WHAT THE TASK ASKS:
Across the listing below, count the lines holding "woman". State the number and nothing more.

STUDY MATERIAL:
____________
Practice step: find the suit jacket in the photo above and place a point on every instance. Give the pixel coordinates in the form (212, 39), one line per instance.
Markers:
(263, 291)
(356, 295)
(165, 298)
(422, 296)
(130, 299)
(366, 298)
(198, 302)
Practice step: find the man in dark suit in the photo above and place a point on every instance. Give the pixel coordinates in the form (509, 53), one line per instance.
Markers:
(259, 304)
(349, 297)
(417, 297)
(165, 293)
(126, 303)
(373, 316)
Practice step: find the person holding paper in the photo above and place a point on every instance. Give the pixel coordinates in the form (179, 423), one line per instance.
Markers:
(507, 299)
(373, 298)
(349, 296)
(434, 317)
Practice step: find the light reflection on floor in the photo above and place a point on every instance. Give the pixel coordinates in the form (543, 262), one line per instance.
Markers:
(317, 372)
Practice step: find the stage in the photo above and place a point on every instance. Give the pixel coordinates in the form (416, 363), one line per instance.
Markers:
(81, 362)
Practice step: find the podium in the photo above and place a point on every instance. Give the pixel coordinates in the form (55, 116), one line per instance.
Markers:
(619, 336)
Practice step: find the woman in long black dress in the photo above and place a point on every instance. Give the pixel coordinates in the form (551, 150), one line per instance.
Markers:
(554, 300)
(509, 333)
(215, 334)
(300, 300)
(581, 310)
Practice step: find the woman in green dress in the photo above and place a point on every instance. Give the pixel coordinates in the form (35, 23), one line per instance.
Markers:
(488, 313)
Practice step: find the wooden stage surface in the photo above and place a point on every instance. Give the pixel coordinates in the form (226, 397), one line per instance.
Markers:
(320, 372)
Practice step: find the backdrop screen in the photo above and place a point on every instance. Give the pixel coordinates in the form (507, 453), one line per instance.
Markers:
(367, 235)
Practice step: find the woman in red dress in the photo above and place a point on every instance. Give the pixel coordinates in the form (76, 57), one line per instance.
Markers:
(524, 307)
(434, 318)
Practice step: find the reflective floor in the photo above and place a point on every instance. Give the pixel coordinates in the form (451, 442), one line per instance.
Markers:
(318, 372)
____________
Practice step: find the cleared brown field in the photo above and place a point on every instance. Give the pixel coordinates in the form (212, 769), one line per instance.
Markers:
____________
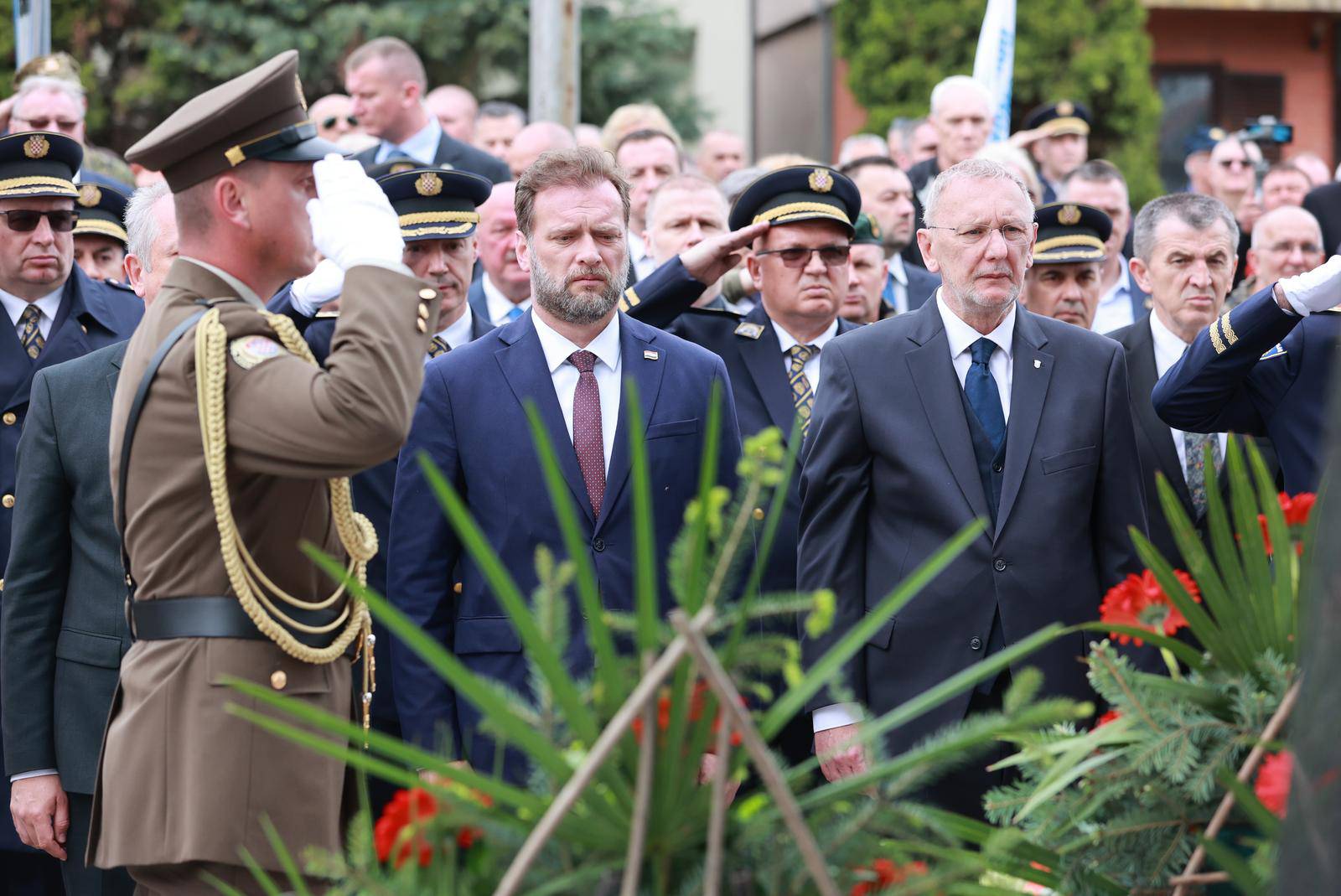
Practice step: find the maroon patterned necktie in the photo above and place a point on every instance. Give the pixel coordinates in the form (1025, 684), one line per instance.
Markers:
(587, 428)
____________
SOLUTION TO THE PROBLEM:
3